## Work instructions
Edit every item below by replacing "tree branch" with "branch" and leaving everything else unchanged. Give the edited lines without the pictures.

'''

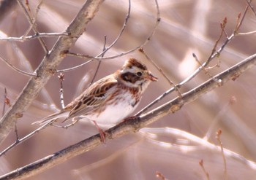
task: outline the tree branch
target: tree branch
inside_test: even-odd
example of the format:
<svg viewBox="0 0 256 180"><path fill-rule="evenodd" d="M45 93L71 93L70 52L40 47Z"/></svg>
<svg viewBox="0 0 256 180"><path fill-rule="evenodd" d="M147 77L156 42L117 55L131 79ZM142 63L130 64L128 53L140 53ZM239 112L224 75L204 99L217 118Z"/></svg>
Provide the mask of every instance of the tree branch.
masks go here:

'''

## Result for this exercise
task: outline the branch
target: branch
inside_test: even-odd
example of the format:
<svg viewBox="0 0 256 180"><path fill-rule="evenodd" d="M45 93L71 93L70 52L40 47Z"/></svg>
<svg viewBox="0 0 256 180"><path fill-rule="evenodd" d="M147 77L156 42L117 55L131 79ZM142 63L130 64L128 53L140 53ZM239 112L224 75L204 99L217 118Z"/></svg>
Provide the mask of every instance of the branch.
masks go here:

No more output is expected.